In one case, the program enabled a reconciliation between a winner and her husband, who had been separated for three weeks when she appeared on the show. He was not aware of her appearance on the program until the show's office contacted him, but he wanted to reconcile with her. They were reunited at the studio where the series was filmed.

Viewers' desire to appear on Glamour Girl resulted in the show's receiving as many as 250,000 letters in one month, with each writer wanting to be selected as a participant.

== Production ==
McCoy was the executive producer, Don Ross was the producer, and Bill Bennington was the director. Gaylord Carter was the music director. Shirley Buchanan and Jean Morehead were fashion models on the program. Glamour Girl was broadcast Mondays through Fridays from 10:30 to 11 a.m Eastern Time. Its competition included Arthur Godfrey Time, Wheel of Fortune, and The Jack Paar Show. It originated from KNBH-TV in Hollywood and was sustaining.

== Promotions ==
During the first week of October 1953, Glamour Girl offered to provide tips for improvements for viewers who sent letters and enclosed photographs of themselves. That promotion ended early when the glamour experts were overwhelmed by 30,000 letters. The next week, the show offered to provide one viewer with "a trip to Hollywood, an appearance on the show, and a full glamour treatment." The response brought 42,000 letters to the network in that week.

==Lawsuit==
In the fall of 1953, cosmetics manufacturer Ern Westmore and Hallmark Productions Incorporated filed an infringement suit for $500,000 saying that Glamour Girl was a copy of The Ern Westmore Hollywood Glamour Show (also known as The Ern Westmore Show). The suit, filed in Los Angeles Superior Court, named as defendants NBC, Ross, McCoy, and Frank Cooper Assoc. (Glamour Girls packager). The suit said that Westmore submitted his program to NBC in the fall of 1951 and that it had been broadcast on TV stations in Miami, Birmingham, and Cincinnati.

==Critical response==
A review in The New York Times said that by carrying Glamour Girl, NBC's morning TV schedule had "deteriorated to an unbearably low level", calling the program "a show that exploits human misery and intentionally victimizes the innocent people who appear." It pointed out that in order to win the daily competition each contestant was "encouraged to tell pitiful and tragic things about her personal life." The review added that a glamour program for women "could really be fun, but N. B. C. has chosen to play it offensively for tears instead of laughs."

Dwight Newton, writing in the San Francisco Examiner, called Babbitt "as courteous and friendly an emcee as any nervous TV guest could hope to encounter", but he said that the program was "unoriginal, unimaginative, uninspired."

Ellis Walker wrote in the Daily Palo Alto Times that the program's glamourization of women was sure to attract female viewers: "From day to day, they watch while frumpish-appearing women of varying ages are converted to fashionable femmes fatale — or something. 'This could happen to me' is the inevitable thought likely to pass through the viewer's frowsy head. 'Just let me get down to Hollywood.'" Walker noted that Babbitt made participants feel at ease on the show, and he concluded, "Now I wonder if it could be pity that keeps Babbitt in such a reserved state of conduct?"

* **DATASET ROWS**:
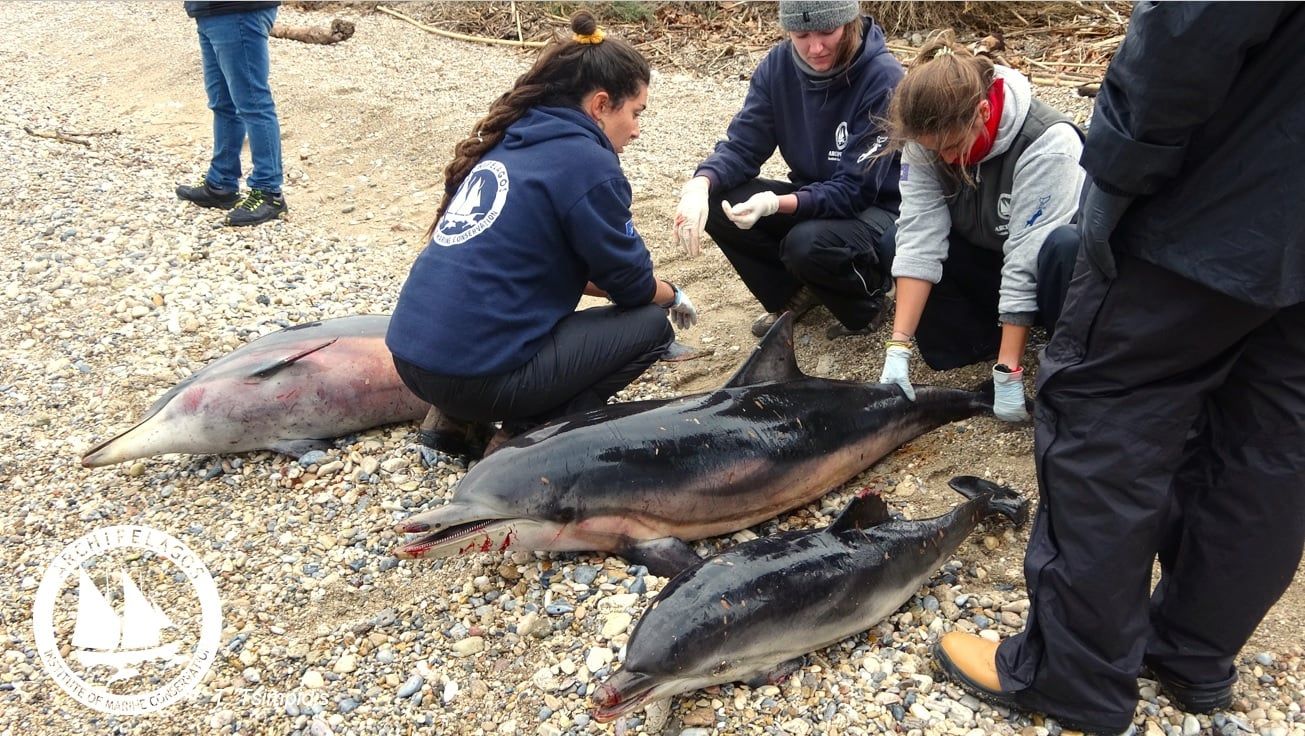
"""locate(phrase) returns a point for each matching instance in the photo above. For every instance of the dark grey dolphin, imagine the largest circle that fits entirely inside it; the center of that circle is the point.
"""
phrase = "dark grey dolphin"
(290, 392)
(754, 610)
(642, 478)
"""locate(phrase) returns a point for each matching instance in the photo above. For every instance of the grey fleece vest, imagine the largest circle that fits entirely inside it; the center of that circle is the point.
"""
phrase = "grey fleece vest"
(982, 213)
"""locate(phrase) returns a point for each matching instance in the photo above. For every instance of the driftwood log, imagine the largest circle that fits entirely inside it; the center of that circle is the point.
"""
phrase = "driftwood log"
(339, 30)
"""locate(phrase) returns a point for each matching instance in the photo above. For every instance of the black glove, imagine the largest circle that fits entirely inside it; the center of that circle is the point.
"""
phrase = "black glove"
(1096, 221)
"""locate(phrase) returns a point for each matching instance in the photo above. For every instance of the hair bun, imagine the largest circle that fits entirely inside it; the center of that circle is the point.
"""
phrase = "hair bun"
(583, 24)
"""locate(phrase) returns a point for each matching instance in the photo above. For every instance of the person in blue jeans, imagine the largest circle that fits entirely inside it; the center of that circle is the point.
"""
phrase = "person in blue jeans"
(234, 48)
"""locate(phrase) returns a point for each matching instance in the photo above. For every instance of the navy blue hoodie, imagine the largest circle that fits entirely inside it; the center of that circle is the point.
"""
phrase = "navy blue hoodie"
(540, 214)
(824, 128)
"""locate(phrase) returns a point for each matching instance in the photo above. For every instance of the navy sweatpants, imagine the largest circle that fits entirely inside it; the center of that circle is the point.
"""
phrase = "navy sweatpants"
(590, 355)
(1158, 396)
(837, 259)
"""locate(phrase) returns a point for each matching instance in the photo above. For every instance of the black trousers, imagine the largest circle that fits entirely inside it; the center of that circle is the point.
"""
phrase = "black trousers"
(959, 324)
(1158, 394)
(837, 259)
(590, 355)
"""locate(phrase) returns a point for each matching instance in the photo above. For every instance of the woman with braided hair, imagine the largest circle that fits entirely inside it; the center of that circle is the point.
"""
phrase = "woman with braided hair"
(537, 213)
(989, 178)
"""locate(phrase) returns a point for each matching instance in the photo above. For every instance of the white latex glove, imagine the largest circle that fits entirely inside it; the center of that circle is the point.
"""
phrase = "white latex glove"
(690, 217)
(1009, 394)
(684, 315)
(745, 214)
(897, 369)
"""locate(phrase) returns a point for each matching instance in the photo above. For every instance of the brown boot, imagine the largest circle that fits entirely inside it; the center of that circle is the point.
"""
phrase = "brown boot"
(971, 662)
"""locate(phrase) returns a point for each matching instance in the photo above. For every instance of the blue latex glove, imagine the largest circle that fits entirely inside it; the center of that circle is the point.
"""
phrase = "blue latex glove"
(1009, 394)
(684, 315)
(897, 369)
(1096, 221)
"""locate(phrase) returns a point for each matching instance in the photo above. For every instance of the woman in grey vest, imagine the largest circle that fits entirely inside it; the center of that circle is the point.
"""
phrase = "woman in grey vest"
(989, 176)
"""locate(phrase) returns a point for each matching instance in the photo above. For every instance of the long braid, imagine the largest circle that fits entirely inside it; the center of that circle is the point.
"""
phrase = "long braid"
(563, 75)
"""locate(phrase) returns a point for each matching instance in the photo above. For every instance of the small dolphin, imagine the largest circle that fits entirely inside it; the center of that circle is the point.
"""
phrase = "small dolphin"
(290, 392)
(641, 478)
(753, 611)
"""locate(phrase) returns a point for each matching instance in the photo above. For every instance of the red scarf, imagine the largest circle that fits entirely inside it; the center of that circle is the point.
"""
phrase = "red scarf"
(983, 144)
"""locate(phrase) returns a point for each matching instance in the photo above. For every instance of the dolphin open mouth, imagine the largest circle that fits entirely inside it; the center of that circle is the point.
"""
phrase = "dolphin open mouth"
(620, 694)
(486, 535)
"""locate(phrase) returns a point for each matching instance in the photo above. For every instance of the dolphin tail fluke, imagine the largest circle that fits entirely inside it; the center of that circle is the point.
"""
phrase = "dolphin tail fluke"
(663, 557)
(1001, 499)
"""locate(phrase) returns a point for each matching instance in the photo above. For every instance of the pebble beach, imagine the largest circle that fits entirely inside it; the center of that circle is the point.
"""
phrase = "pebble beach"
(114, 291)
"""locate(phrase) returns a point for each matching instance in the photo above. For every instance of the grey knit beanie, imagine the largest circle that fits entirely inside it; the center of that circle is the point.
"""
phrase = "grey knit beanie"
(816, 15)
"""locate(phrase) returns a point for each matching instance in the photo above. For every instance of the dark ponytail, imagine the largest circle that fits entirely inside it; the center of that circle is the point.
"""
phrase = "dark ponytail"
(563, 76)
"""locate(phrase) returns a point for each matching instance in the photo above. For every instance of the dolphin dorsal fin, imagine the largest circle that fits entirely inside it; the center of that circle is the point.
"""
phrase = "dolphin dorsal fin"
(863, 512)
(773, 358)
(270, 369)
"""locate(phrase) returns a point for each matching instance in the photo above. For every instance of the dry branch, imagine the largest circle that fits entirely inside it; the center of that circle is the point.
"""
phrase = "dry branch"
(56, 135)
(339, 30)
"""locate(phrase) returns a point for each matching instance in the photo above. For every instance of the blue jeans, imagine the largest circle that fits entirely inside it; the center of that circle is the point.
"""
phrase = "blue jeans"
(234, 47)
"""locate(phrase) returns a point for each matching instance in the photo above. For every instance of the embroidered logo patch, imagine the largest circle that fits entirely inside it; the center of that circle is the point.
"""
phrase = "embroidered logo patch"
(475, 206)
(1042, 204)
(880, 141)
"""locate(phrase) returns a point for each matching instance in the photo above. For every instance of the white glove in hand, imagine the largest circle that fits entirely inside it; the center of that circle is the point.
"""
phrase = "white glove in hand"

* **GOAL OF THE EXERCISE**: Please write out the part of the Glamour Girl text above, from "Viewers' desire to" up to and including "as a participant.".

* **RESULT OF THE EXERCISE**:
Viewers' desire to appear on Glamour Girl resulted in the show's receiving as many as 250,000 letters in one month, with each writer wanting to be selected as a participant.